▶ [What this exercise asks]
**1)** According to the article on ongoing repentance, why is a person in the precontemplation stage unlikely to repent or change? Answer in one to three sentences.
**2)** Please reproduce word for word the passage of the article on ongoing repentance from "The word contemplate" up to and including "need to repent.".

▶ [Excerpted text]
══════
I was introduced to the concept of ongoing repentance by the Redemptorist priest Fr Gino Henriques, who was the chairman of the National Service Team of the Catholic Charismatic Renewal of India in the 1980s. Ongoing repentance acknowledges our repeated failing and falling, and the need of repetitive seeking and implementing of transformative change in our lives through the Holy Spirit. The liturgy of the Mass also acknowledges our need for ongoing repentance through the Penitential Rite in the beginning of every Mass. Healthy ongoing repentance fills a person with remorseful hope and not guilt, and the insight that we often relapse but will be forgiven seventy times seven, by a loving God.

The Cycle of Change
The model of the Cycle of Change by Prochaska and DiClemente (1983) helps us understand our efforts to make change and maintain change.

This cycle of change was first applied to people who were addicted to substances. The changing of behaviour in this model of change involves moving through five cognitive stages – precontemplation, contemplation, preparation, action, and maintenance.

It is unlikely that a person will repent or make change if the person is not thinking about change. The precontemplation stage is precisely a stage in which a person does not think there is a need for personal change.

The word contemplate in the Oxford Language Dictionary means ‘to think about’ or ‘to think deeply or at length’. In several religions including Christianity, people are exhorted to think deeply or at length about their sinfulness and the need to repent.

The contemplation stage and other stages of change are well depicted in the Parable of The Prodigal Son (Luke 15: 11 – 32). The wayward son in this parable, after hitting rock bottom, began thinking of returning to his father. He prepared himself (preparation stage) by rehearsing the words he would say to his father and was willing to work as a servant in his father’s household. He finally summoned the courage to face his father against whom he had grievously sinned (action stage). He was surprised by the unconditional love and acceptance of the father which most likely would have assisted him in maintaining change.

Thus, (loving) social support is instrumental in maintaining change. Social support can be sourced from significant others including family members and friends, and a healthy religious community.

The failure to maintain change is termed relapse. To prevent relapse in people who have addiction issues, relapse prevention strategies are utilised to maintain change. These would include addressing both external cues (e.g. the places where substances are sold) and internal cues (e.g. a change of mood that drives a person to elevate the mood with substances). These strategies can also be applied to addiction to pornography and technology which is rampant in the present day and age.

To maintain transformative or positive change, avoidance of the exposure to temptation that will likely overwhelm a person leading to relapse, is wisely elucidated by Jesus in the prayer that He gave us (Matthew 6: 9-13). The, avoidance of temptation is further emphasised in the ‘cutting off of the sinful hand’ and the ‘gouging out of the sinful eye’ (Matthew 5: 29, 30).

Psychotherapy can also assist people in making positive change. Some people though, are reluctant to change their unhealthy behaviours. Among this group are people who have traits of a personality disorder or fulfil the criteria for a personality disorder and often do not have the insight that their behaviours are destructive to self and to others.

Psychotherapy is an excellent tool to exact change but the therapist needs to be trained under supervision and be certified. Sadly, this is not the case of many who claim to be therapists in Malaysia, unlike in countries like Australia, the UK, the USA and many others.

Change is difficult, and maintaining change is even more difficult.

(Xavier V. Pereira is a medical doctor, psychiatrist and internationally certified interpersonal psychotherapist, supervisor, and trainer. He is on the Malaysian Ministry of Health’s Taskforce for Psychotherapy. He is also the founder chair of the Catholic Counsellors and Therapists of Malaysia.)
══════
Extracted data entries
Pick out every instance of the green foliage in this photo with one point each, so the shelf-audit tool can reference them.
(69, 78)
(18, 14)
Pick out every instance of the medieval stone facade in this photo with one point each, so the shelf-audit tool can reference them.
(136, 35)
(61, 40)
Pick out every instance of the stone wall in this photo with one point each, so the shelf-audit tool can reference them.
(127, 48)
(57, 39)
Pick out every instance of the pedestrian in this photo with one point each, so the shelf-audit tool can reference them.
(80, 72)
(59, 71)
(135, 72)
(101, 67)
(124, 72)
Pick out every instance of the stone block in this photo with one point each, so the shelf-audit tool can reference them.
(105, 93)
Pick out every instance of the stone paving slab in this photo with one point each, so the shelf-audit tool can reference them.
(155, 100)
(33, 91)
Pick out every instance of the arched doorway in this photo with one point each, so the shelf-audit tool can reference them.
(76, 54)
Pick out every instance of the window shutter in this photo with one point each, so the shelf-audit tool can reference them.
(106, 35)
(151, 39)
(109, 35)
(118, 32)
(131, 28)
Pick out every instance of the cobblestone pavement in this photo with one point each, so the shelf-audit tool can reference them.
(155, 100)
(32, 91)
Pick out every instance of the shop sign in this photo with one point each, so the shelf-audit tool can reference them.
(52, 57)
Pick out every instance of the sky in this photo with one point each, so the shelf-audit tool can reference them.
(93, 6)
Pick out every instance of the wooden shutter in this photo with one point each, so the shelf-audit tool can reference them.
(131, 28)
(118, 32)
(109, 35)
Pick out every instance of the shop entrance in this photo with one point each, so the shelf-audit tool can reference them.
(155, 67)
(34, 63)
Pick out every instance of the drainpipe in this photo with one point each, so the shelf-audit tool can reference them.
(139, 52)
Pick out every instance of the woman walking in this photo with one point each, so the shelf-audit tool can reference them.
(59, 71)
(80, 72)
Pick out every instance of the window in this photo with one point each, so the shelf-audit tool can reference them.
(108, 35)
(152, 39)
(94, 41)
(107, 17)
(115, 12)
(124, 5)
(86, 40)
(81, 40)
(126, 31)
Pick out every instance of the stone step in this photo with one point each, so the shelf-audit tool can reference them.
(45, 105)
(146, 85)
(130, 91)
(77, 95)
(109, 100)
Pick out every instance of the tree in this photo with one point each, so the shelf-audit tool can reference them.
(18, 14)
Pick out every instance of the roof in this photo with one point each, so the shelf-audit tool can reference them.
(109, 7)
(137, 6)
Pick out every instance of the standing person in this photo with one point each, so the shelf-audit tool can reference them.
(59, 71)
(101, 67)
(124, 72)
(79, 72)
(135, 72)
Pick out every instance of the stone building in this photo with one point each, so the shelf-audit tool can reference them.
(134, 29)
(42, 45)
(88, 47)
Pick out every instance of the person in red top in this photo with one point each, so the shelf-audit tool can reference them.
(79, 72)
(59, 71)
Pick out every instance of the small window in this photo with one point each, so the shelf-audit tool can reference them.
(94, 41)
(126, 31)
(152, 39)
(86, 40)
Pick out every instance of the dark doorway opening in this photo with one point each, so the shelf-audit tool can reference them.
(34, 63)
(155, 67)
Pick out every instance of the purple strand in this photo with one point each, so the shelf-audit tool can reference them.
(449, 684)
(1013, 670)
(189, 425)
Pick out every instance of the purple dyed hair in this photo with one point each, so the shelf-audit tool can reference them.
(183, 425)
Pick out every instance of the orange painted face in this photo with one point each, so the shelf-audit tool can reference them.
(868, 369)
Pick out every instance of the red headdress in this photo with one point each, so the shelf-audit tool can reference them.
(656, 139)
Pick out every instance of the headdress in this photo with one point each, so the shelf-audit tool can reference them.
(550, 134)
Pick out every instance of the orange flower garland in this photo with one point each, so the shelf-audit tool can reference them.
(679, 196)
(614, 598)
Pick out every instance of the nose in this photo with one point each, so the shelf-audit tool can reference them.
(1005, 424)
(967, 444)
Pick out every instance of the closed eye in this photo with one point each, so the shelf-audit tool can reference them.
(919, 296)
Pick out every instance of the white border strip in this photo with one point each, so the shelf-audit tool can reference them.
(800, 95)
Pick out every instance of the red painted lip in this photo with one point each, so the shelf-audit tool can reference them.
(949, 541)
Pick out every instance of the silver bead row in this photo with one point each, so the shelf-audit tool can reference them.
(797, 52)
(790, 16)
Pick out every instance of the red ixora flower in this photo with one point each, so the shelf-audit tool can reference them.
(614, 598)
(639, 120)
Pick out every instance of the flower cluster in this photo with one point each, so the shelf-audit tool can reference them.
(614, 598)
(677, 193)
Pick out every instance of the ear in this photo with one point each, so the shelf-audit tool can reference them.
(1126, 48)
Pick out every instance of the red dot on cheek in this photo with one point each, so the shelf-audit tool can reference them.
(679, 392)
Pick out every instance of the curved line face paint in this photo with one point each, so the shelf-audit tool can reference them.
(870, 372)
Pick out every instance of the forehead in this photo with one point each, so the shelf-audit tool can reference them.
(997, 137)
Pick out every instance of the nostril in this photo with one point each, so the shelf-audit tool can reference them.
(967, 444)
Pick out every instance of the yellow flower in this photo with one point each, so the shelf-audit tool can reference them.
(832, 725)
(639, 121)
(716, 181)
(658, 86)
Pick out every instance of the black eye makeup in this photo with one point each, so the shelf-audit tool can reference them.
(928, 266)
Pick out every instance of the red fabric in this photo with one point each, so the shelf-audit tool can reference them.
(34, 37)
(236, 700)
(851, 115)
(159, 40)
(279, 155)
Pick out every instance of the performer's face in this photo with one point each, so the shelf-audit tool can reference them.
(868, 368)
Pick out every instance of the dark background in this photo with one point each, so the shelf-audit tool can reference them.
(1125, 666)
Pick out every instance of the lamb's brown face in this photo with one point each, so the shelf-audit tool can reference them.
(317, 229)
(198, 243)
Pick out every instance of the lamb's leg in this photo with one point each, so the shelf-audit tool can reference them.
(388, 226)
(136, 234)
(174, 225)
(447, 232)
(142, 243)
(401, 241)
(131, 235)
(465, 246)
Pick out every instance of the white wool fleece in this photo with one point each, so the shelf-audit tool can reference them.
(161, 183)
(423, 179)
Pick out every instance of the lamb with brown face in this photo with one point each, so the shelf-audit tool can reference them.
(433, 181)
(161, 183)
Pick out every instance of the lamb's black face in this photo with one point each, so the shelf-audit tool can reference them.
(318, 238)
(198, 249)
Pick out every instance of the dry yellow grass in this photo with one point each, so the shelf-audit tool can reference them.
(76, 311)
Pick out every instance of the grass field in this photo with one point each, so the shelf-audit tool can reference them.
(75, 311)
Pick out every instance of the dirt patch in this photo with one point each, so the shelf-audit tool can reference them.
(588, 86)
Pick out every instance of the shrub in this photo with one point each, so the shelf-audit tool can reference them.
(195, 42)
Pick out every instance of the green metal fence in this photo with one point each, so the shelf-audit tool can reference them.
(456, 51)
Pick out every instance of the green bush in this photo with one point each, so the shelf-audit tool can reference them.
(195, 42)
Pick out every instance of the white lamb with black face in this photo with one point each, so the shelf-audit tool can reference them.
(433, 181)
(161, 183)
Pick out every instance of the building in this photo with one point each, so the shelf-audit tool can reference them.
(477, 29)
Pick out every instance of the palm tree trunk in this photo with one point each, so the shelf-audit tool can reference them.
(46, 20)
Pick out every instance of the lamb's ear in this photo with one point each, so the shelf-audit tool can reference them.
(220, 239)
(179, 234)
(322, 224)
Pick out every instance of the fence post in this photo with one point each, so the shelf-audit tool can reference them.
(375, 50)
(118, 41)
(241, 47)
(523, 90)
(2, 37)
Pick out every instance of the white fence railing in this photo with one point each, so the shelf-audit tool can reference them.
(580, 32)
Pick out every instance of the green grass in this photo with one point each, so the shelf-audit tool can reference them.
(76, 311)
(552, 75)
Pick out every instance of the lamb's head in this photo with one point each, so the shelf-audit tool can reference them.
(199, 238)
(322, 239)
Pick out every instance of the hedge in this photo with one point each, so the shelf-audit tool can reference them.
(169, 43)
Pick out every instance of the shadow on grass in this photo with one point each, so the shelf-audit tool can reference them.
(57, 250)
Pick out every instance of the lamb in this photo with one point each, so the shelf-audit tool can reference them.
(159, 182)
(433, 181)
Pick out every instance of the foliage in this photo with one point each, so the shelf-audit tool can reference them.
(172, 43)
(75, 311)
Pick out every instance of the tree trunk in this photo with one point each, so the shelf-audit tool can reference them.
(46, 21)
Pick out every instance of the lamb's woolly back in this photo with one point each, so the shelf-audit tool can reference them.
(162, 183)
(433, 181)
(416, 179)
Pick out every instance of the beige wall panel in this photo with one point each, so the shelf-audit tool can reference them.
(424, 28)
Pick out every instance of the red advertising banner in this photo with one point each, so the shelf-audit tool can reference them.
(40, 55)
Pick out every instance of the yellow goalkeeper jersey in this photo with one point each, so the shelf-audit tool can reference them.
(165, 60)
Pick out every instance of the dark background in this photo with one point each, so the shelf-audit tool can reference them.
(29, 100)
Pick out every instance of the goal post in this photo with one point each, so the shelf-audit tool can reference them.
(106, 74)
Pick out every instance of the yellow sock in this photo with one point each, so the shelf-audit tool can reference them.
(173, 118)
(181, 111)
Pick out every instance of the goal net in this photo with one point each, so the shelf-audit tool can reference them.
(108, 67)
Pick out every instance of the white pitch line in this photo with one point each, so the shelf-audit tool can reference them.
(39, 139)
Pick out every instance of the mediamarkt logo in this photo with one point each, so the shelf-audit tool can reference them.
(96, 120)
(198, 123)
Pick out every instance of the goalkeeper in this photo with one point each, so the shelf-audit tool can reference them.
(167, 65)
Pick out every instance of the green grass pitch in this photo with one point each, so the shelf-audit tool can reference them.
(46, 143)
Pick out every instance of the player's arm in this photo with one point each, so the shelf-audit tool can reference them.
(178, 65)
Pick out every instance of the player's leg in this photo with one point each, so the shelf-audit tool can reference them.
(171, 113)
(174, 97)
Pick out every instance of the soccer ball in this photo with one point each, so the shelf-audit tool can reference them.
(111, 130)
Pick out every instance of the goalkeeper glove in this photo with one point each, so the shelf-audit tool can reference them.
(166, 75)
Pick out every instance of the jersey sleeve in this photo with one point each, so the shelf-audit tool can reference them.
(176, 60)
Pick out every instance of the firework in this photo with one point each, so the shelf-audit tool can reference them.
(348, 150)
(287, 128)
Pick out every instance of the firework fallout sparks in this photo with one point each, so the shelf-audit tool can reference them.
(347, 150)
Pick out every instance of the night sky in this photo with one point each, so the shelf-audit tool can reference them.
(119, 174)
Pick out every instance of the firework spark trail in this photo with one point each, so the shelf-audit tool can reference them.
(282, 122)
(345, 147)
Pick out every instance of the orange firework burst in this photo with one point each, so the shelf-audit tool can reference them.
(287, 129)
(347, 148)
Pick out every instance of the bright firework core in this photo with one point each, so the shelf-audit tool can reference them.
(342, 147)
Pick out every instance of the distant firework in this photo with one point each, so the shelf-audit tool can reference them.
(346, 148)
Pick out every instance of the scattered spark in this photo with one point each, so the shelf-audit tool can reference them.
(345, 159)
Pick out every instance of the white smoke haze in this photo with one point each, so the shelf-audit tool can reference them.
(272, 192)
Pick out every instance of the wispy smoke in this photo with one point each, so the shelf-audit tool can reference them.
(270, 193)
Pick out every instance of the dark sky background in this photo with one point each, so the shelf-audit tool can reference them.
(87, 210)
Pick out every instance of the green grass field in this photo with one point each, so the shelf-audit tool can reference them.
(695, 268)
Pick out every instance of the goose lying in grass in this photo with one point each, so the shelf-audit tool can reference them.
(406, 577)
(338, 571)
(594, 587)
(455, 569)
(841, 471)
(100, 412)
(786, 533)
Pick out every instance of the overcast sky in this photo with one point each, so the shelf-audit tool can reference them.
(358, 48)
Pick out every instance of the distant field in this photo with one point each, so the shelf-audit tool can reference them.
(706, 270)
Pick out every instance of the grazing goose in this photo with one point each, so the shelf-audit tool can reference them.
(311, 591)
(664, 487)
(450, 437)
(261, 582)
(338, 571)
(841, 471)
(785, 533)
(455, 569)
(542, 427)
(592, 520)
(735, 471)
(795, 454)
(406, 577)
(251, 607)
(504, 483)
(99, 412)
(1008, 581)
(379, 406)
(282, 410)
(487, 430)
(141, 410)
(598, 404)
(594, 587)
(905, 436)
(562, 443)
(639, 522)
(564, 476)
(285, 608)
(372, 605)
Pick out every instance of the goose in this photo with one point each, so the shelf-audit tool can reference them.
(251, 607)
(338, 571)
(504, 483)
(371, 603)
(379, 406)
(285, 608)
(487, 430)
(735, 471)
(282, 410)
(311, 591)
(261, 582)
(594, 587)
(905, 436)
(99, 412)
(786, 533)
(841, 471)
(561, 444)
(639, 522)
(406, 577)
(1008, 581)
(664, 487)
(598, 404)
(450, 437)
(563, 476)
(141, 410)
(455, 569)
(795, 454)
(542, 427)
══════
▶ [Written answers]
**1)** A person is unlikely to repent or make change if they are not thinking about change. In the precontemplation stage, the person does not think there is any need for personal change.

**2)**
The word contemplate in the Oxford Language Dictionary means ‘to think about’ or ‘to think deeply or at length’. In several religions including Christianity, people are exhorted to think deeply or at length about their sinfulness and the need to repent.